--- Start of RECORD EXCERPTS ---

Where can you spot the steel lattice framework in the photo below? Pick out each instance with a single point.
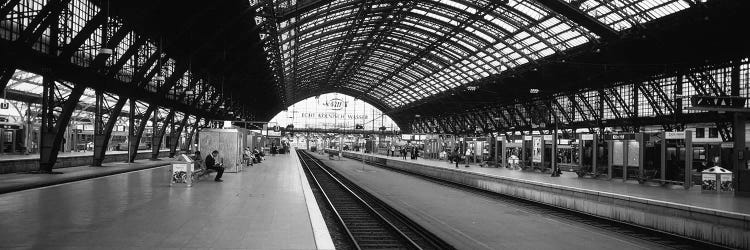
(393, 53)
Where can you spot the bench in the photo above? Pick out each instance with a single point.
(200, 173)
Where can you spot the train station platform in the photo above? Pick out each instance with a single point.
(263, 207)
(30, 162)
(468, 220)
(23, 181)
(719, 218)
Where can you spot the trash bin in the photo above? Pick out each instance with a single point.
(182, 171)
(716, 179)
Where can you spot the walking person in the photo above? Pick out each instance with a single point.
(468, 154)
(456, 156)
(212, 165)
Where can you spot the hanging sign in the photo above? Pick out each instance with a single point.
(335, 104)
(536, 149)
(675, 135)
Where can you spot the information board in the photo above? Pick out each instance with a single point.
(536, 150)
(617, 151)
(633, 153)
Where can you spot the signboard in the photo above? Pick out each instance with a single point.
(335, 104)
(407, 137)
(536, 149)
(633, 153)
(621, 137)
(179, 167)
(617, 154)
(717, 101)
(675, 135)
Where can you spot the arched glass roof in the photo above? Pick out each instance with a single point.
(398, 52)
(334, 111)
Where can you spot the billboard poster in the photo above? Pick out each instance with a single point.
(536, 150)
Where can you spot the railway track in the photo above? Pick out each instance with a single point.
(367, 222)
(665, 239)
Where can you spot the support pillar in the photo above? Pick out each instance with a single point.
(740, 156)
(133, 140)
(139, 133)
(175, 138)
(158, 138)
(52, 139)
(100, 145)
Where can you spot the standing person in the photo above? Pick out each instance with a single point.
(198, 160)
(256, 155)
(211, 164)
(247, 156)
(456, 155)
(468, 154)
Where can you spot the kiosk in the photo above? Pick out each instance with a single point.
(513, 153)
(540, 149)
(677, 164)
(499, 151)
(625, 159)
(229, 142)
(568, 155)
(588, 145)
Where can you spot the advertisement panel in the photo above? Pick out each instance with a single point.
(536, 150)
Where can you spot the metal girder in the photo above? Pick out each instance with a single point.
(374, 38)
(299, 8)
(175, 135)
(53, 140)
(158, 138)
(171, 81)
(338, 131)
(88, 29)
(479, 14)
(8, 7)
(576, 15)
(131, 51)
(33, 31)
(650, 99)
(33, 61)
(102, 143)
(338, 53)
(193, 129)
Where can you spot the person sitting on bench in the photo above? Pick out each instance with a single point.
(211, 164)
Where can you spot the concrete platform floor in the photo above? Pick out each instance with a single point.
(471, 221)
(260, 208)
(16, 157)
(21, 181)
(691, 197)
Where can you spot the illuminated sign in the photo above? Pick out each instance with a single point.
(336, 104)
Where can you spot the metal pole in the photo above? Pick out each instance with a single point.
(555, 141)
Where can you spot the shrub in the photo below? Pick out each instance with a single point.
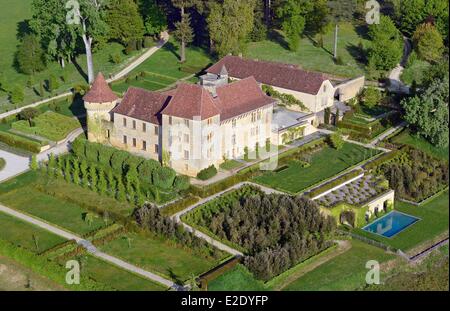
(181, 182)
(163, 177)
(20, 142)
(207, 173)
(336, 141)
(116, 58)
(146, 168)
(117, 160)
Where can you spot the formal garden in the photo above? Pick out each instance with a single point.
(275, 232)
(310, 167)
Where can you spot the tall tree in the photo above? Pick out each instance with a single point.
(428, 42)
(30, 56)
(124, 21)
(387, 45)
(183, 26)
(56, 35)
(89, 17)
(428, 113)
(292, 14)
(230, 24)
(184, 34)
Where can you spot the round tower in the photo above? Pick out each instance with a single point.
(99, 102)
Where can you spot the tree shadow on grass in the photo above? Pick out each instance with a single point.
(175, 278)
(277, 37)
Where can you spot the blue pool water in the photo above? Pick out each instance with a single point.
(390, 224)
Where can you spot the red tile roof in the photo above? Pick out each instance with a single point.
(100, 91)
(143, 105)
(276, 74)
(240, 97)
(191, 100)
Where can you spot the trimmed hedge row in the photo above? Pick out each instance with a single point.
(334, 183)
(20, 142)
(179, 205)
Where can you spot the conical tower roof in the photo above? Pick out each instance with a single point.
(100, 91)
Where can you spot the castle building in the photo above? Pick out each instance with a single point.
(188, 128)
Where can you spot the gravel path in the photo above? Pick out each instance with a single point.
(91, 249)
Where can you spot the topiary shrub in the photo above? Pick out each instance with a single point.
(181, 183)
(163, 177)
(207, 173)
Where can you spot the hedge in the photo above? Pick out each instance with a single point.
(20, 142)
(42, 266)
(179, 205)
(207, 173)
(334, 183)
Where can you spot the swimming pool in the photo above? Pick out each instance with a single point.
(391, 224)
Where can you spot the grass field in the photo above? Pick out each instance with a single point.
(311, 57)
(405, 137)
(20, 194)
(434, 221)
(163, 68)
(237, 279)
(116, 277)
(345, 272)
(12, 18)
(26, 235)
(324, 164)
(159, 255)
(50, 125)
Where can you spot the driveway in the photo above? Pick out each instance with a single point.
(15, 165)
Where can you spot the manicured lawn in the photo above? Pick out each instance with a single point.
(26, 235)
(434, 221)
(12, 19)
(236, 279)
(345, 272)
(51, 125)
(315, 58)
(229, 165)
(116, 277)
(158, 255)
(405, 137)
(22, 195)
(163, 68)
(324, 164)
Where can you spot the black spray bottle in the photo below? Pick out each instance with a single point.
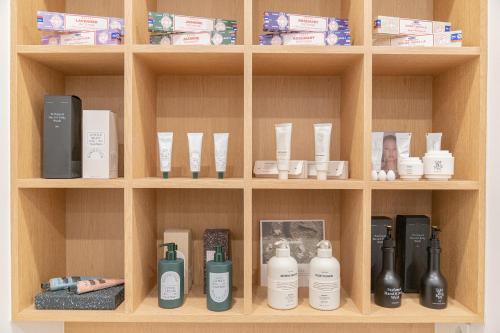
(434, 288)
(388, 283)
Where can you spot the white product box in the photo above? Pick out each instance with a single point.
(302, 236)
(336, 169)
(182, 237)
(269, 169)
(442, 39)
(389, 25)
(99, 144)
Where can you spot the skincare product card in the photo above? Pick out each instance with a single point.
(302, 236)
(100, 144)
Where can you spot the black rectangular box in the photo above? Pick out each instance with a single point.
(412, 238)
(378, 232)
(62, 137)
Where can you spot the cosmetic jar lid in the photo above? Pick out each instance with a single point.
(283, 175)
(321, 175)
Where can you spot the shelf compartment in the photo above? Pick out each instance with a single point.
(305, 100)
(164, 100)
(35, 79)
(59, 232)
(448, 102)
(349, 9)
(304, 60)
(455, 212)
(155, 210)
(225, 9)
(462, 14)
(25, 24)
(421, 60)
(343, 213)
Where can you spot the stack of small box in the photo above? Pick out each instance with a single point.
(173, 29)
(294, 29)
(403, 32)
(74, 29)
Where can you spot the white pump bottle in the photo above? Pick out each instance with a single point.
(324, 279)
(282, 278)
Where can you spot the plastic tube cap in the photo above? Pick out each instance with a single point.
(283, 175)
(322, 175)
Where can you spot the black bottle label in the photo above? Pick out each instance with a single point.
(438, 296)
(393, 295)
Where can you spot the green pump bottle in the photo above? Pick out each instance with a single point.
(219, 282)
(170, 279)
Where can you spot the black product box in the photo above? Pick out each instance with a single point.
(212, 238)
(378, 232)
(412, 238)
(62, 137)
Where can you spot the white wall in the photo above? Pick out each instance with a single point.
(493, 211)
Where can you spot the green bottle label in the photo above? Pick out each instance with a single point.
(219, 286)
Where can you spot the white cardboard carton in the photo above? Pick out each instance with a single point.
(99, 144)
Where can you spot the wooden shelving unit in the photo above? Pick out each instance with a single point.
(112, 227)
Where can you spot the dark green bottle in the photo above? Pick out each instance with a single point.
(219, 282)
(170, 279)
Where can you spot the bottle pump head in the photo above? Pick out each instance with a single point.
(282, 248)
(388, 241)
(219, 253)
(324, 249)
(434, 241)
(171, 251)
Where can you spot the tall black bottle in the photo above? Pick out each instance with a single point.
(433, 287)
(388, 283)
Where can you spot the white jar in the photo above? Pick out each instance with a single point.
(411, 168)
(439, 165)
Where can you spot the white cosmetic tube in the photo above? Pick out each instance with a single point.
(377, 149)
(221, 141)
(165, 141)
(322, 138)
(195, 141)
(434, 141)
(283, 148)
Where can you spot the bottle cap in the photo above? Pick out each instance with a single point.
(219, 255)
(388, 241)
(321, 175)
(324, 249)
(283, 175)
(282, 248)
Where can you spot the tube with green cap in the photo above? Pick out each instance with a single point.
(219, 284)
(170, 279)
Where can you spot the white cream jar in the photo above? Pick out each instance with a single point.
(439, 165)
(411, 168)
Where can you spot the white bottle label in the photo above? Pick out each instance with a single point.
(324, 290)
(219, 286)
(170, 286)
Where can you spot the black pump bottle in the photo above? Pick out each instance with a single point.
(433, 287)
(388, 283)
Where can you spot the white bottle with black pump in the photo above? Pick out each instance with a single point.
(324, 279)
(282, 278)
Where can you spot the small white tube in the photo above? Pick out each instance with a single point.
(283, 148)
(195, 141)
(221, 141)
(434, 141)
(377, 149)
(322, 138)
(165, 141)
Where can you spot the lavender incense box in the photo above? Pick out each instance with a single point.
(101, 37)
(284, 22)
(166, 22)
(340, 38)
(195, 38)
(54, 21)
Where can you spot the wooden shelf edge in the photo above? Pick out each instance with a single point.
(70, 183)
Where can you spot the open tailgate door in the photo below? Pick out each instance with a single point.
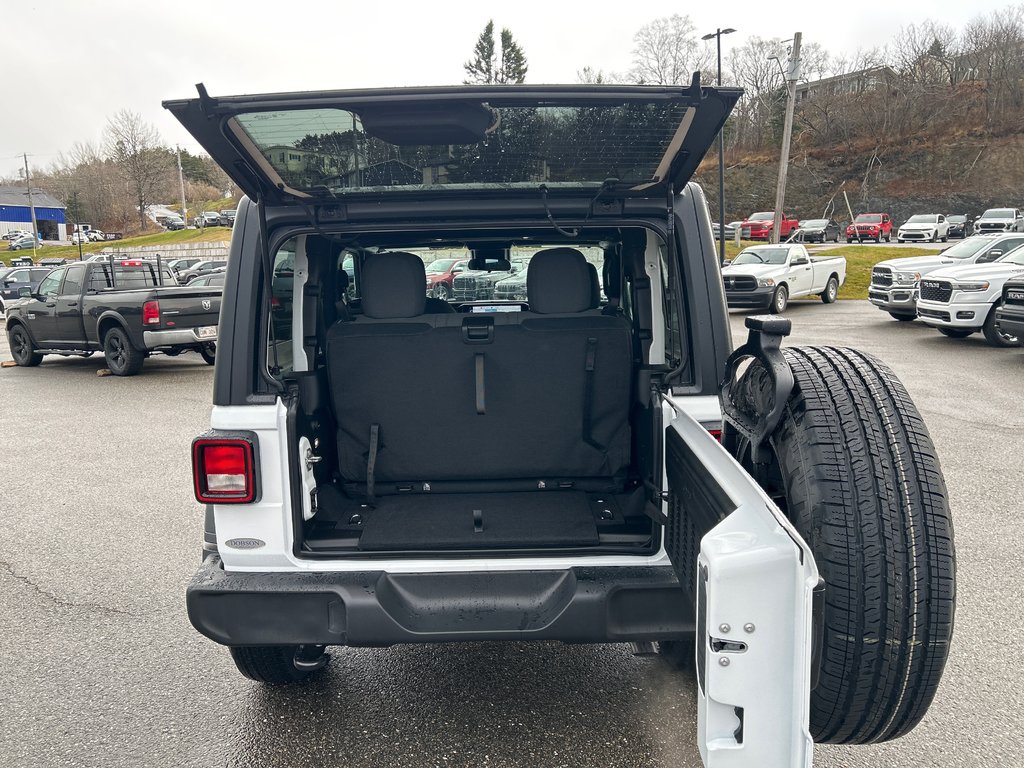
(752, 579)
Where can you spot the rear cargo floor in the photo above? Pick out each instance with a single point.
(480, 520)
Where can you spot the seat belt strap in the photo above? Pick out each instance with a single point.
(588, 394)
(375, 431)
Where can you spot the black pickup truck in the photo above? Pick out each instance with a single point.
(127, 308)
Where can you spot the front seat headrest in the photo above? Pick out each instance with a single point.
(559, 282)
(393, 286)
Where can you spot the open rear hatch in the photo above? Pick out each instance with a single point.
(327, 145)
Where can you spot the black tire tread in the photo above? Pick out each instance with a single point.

--- End of RECORD EXCERPTS ---

## DIRECTIONS
Swap "open rear hatch" for "lifted rear hatch" in the lines from the one holding "Where can you spot the front" through the end of the records, both ends included, and give those lines again with nothing else changed.

## RESPONSE FOR THIS EXERCISE
Where can you spot the front seat headrest in the photo above? Pick out each instance with a single point.
(559, 282)
(393, 286)
Where can you spot the lifted rear hatch in the photo above? Pick out each instance with a single point.
(327, 145)
Where can you spot the black tire tread in the photo above? Pick out each instance with a single point.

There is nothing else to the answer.